| Records provided |
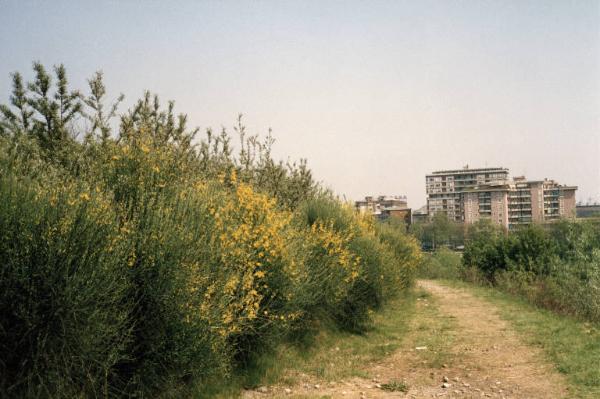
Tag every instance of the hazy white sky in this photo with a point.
(374, 94)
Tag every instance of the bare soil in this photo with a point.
(483, 355)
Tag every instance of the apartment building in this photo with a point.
(385, 206)
(445, 188)
(376, 205)
(510, 202)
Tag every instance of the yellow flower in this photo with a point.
(84, 196)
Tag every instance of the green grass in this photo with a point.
(572, 346)
(330, 355)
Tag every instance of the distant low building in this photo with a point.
(385, 206)
(420, 215)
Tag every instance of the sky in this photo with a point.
(374, 94)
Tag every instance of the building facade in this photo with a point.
(385, 206)
(490, 194)
(445, 188)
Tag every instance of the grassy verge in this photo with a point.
(572, 345)
(331, 354)
(410, 321)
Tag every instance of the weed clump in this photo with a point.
(144, 262)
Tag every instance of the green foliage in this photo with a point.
(145, 262)
(439, 232)
(555, 267)
(442, 264)
(64, 316)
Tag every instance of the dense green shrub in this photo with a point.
(555, 266)
(64, 316)
(136, 263)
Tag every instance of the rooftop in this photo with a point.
(466, 170)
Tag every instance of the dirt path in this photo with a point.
(458, 347)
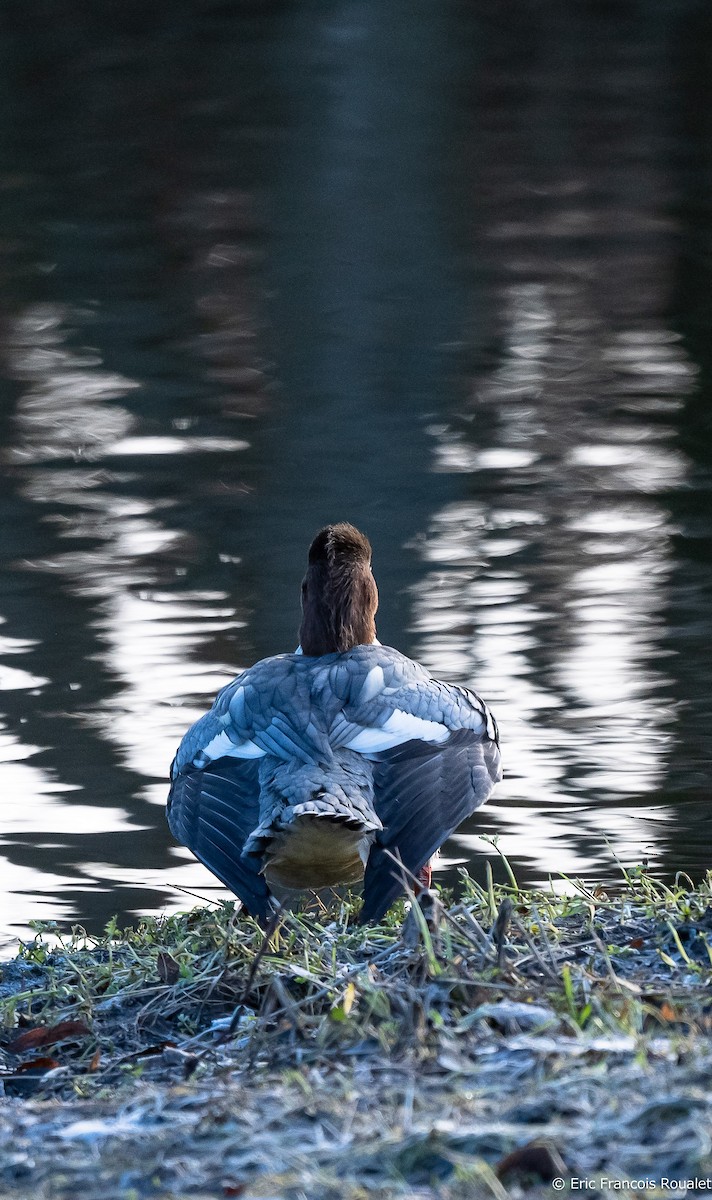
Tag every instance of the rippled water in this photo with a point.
(438, 273)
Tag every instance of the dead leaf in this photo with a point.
(168, 969)
(533, 1161)
(39, 1065)
(47, 1036)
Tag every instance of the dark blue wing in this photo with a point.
(213, 811)
(423, 792)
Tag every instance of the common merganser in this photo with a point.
(310, 767)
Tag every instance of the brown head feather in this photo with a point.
(339, 594)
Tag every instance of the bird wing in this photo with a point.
(213, 811)
(267, 709)
(422, 795)
(435, 753)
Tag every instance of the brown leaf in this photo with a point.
(39, 1065)
(47, 1035)
(533, 1161)
(168, 969)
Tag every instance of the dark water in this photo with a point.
(441, 269)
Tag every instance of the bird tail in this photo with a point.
(317, 822)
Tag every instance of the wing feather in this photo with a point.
(422, 795)
(214, 811)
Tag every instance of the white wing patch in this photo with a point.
(221, 747)
(374, 683)
(398, 729)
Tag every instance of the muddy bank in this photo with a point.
(482, 1049)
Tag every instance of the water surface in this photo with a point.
(441, 273)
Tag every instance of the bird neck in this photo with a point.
(339, 610)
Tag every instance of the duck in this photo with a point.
(335, 763)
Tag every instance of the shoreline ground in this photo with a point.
(492, 1047)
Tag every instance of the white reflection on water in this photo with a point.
(548, 586)
(69, 421)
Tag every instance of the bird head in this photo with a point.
(339, 593)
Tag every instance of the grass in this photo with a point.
(478, 1048)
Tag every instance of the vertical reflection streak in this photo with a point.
(546, 589)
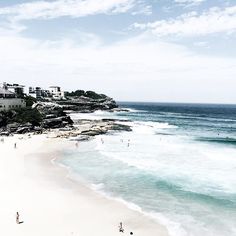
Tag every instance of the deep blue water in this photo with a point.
(178, 165)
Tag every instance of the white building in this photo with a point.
(56, 92)
(9, 101)
(14, 88)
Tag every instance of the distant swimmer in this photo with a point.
(121, 228)
(17, 218)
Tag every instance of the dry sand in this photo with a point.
(51, 204)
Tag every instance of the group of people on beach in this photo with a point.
(121, 229)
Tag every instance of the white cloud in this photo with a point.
(159, 71)
(215, 20)
(72, 8)
(194, 2)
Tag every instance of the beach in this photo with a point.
(51, 203)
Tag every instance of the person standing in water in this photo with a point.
(17, 218)
(121, 228)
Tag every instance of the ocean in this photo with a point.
(178, 165)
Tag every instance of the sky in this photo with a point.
(131, 50)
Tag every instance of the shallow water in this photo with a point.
(177, 165)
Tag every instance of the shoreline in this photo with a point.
(59, 199)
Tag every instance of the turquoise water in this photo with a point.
(178, 165)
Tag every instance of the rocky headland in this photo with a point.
(44, 116)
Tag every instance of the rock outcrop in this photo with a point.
(86, 104)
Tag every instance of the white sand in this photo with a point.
(52, 205)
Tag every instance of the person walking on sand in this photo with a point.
(17, 218)
(121, 228)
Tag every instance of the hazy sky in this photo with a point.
(133, 50)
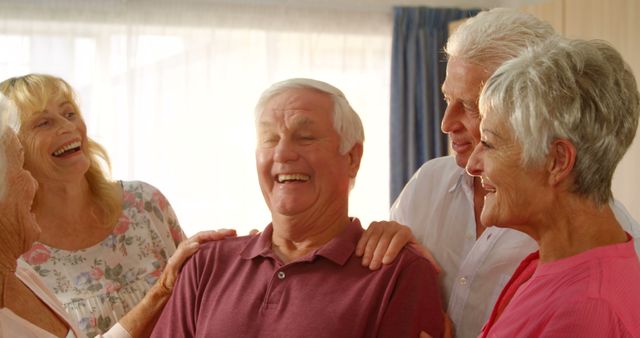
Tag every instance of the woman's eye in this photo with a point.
(486, 145)
(42, 123)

| Aim |
Copy out the records word for word, starting at the line that has "Tag every instance of the dark water" and stopping after the line that has "(482, 1049)".

| Output for this task |
Tag every instance of the dark water in this photo with a point.
(441, 269)
Tag every instance of the bird tail in this photo with a point.
(317, 822)
Tag every instance of the wing feather in this photo with a point.
(422, 795)
(214, 811)
Tag every instance of the white wing patch in this photo with a point.
(221, 747)
(374, 683)
(398, 729)
Tag every instance of the muddy bank in this photo with a point.
(482, 1049)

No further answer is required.